El horchatero centenario ha vivido pensativo estos meses, y hoy, con las pocas mesas que ha recibido se alegra. No son todas ni es la solución, sino algo parecido a una reparación simbólica. De hecho, no podrá dar satisfacción a todos los clientes, no hay lugar, pero al menos la sonrisa de la tienda centenaria recupera un poco de su glamour perdido. Sin ser la que fue, comienza a recuperar vida. Vida no es solamente la sonrisa física, como pretenden las publicidades de pasta dental, porque, para ser sinceros, en un año hemos perdido las ganas de reír. Al faltar mesas se redujeron colaboradores, para ser más claros, varios quedaron sin trabajo, algunos productos no se pedían y también bajaron nuestros ingresos. Porque servirse todo de pie es imposible.
Pero lo más doloroso ha sido ver cómo una medida, sólo una medida, meditada a medias, ha provocado una grieta en el barrio. De pronto, un barrio orgulloso de su rambla, sus lugares de encuentro, su playa, su vermut y su gente de toda la vida, se encontró dividido. Y tal vez no en las ideas fundamentales sobre cómo queremos que sea la ciudad, porque, ¿A quién le gusta un barrio gentrificado? ¿A quién le interesa que los vecinos se vayan del barrio porque no pueden afrontar sus alquileres? ¿Que los vecinos no puedan dormir en el verano por la negligencia de algunos bares que incumplen las normas? ¿Que se repartan licencias como arroz? ¿Que el barrio se llene de bares de paella plástica? ¿Qué el barrio pierda su identidad?

[Registros de un conjunto de etiquetado por puntos]
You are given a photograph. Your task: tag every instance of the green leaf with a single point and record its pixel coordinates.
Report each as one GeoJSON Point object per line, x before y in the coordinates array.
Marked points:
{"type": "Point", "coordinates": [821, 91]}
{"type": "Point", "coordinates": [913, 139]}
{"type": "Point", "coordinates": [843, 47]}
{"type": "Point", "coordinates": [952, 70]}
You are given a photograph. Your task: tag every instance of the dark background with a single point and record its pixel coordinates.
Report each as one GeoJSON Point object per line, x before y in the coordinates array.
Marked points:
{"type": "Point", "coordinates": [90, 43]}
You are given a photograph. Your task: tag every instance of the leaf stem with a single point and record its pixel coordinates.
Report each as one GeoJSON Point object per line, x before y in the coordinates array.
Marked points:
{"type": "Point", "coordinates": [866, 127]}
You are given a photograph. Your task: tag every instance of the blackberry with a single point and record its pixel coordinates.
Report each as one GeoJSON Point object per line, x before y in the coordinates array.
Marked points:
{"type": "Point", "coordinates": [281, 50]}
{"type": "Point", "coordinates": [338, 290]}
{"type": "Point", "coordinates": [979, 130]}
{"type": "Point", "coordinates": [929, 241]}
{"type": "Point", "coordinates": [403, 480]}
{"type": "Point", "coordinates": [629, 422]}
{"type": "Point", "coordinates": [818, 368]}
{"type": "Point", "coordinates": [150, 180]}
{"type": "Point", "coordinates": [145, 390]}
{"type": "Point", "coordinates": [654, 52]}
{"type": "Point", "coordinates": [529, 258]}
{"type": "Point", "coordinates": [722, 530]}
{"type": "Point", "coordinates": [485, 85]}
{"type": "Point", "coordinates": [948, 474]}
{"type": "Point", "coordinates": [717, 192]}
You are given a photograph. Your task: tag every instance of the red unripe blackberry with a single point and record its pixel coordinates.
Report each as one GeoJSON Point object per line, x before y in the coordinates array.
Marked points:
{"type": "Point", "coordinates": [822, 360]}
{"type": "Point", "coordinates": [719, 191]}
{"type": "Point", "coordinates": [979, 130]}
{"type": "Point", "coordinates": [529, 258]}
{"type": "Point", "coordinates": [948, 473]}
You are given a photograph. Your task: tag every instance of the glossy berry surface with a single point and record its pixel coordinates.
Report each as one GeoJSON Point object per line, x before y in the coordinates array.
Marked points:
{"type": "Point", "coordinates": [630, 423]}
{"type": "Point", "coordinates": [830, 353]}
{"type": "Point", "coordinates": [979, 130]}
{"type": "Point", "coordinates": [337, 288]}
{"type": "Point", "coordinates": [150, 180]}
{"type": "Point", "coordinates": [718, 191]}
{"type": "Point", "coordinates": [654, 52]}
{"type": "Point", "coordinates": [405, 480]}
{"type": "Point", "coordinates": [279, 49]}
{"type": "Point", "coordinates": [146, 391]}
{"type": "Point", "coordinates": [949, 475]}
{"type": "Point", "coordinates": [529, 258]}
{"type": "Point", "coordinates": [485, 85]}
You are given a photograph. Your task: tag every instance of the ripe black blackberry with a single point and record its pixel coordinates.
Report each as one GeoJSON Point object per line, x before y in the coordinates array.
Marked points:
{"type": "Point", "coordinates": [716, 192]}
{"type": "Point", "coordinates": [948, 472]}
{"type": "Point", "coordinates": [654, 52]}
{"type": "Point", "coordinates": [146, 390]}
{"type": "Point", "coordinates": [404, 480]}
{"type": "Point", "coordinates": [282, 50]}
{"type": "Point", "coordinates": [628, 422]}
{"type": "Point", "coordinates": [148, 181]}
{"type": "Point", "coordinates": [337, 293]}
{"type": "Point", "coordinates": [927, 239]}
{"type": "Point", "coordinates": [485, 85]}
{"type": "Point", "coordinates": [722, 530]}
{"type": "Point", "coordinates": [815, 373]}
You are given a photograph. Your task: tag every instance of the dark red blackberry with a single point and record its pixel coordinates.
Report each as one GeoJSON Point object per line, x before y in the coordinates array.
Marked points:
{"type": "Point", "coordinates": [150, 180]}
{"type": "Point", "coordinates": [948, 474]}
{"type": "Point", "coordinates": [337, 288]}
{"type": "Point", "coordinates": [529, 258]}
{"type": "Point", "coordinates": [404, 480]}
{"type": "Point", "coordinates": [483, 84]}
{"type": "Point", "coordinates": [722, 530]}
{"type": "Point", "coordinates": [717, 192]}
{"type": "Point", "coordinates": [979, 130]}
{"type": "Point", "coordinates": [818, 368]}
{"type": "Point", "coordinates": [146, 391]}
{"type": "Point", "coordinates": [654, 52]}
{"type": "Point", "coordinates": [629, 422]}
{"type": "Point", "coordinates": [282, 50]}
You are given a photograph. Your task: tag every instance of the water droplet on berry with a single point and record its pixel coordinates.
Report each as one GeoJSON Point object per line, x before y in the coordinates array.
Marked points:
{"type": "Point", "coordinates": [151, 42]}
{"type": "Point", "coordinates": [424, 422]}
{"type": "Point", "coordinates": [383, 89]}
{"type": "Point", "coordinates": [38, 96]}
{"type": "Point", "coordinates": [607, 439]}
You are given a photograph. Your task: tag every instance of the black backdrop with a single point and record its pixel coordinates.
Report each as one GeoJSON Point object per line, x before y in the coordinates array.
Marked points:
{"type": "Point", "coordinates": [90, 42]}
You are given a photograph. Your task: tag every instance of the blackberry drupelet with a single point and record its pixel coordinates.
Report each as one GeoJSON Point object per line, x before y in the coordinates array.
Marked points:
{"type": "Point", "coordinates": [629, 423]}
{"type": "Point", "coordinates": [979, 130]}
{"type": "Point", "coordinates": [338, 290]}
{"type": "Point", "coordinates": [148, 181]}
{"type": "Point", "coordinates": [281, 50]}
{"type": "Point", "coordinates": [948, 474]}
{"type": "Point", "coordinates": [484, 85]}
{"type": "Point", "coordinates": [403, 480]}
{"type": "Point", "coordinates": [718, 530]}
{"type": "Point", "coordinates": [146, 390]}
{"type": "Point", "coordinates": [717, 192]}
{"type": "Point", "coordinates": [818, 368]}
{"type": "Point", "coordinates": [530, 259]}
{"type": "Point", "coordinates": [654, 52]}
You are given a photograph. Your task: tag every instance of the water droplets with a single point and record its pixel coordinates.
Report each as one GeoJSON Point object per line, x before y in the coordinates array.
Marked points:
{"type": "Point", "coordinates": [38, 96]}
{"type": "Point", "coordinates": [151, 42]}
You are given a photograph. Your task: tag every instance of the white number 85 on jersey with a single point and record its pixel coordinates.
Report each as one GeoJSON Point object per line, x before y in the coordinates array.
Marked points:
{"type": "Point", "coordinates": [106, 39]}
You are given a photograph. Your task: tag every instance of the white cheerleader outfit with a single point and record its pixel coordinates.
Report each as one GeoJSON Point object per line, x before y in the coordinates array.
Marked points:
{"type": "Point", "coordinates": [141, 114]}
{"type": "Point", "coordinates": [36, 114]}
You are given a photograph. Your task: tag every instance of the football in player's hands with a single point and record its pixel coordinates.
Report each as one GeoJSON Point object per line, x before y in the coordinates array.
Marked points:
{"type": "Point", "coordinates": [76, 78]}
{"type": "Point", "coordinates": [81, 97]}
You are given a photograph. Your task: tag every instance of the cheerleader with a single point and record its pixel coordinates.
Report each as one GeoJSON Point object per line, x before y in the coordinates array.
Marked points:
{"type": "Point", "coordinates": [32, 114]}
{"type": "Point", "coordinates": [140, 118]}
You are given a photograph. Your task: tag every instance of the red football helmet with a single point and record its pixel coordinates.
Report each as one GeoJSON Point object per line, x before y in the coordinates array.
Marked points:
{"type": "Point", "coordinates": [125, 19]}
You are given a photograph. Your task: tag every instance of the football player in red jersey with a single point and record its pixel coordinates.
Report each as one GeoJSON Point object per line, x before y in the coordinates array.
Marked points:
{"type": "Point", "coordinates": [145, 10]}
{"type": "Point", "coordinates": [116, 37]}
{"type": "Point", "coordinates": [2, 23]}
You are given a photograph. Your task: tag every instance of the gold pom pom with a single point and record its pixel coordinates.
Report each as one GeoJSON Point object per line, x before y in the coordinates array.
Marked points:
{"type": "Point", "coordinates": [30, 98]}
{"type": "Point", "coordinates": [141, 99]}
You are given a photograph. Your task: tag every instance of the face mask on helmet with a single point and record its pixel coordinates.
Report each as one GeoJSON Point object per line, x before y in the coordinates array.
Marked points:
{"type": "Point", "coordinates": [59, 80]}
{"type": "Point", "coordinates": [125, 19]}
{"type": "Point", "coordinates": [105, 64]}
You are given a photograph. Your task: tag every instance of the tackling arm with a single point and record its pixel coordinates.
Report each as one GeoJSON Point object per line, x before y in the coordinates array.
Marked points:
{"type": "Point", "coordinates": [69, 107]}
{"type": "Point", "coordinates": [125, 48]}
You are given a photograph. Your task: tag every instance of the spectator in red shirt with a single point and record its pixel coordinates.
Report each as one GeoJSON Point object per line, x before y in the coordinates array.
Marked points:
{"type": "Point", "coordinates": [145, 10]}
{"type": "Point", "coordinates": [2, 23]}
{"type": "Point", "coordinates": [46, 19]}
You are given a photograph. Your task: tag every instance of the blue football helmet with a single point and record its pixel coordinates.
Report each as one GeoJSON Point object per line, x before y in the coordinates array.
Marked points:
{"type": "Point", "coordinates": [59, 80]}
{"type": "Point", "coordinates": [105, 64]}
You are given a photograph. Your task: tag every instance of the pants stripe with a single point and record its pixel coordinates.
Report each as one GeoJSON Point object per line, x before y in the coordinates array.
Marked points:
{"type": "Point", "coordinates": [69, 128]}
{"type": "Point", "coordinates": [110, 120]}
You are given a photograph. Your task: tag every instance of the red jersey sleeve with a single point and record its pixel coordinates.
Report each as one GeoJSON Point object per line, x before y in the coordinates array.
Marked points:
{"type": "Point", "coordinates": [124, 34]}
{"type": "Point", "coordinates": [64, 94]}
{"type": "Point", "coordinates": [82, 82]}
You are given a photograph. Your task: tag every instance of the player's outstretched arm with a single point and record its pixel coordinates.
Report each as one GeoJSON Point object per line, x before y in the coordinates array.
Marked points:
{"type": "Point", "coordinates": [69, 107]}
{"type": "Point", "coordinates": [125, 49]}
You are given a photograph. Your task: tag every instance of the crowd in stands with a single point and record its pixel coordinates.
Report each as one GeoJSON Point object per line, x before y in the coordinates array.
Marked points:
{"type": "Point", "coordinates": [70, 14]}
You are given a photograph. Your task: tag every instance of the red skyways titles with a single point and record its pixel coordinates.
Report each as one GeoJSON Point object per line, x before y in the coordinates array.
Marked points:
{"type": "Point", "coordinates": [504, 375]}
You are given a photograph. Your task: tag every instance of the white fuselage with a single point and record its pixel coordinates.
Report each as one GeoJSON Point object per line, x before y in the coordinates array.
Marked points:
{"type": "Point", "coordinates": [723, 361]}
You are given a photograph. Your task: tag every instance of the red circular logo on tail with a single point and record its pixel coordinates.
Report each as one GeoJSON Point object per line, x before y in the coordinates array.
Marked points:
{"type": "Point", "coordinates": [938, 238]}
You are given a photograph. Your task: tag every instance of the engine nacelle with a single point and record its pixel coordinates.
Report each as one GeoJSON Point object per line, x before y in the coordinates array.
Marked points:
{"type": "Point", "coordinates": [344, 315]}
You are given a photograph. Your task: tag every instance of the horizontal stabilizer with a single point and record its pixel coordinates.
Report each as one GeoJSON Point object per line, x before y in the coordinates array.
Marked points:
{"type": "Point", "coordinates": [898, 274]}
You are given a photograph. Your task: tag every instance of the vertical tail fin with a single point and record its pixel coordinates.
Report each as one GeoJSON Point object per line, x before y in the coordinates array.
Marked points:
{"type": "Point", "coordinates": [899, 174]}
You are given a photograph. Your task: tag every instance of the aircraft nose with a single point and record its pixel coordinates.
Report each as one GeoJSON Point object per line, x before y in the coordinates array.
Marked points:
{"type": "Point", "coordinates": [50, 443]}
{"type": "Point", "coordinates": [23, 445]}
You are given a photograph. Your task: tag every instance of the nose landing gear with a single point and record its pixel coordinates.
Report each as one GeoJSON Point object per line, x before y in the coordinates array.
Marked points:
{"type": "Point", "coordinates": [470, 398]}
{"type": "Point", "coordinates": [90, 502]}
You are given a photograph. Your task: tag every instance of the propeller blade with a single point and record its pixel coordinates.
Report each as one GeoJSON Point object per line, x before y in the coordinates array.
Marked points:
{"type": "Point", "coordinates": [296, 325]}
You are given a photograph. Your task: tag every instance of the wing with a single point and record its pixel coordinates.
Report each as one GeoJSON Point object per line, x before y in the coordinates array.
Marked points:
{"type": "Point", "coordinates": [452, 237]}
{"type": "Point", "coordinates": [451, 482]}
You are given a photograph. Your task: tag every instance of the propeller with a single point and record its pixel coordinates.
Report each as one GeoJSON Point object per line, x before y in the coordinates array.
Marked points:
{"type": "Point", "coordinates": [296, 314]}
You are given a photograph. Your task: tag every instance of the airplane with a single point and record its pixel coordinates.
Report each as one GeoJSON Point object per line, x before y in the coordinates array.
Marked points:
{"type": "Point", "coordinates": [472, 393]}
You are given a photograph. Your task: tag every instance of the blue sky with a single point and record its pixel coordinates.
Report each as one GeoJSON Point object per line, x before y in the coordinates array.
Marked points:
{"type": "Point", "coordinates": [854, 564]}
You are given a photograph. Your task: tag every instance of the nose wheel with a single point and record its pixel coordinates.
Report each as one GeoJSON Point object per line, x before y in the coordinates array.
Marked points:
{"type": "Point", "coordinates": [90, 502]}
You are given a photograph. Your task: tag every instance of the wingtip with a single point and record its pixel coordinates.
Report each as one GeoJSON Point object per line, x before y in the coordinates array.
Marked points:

* [Enunciado]
Extrae sin cambios, del texto sobre el horchatero centenario, el fragmento que se abre con las palabras que contienen "El horchatero centenario" y se cierra con "pie es imposible.".

* [Respuesta]
El horchatero centenario ha vivido pensativo estos meses, y hoy, con las pocas mesas que ha recibido se alegra. No son todas ni es la solución, sino algo parecido a una reparación simbólica. De hecho, no podrá dar satisfacción a todos los clientes, no hay lugar, pero al menos la sonrisa de la tienda centenaria recupera un poco de su glamour perdido. Sin ser la que fue, comienza a recuperar vida. Vida no es solamente la sonrisa física, como pretenden las publicidades de pasta dental, porque, para ser sinceros, en un año hemos perdido las ganas de reír. Al faltar mesas se redujeron colaboradores, para ser más claros, varios quedaron sin trabajo, algunos productos no se pedían y también bajaron nuestros ingresos. Porque servirse todo de pie es imposible.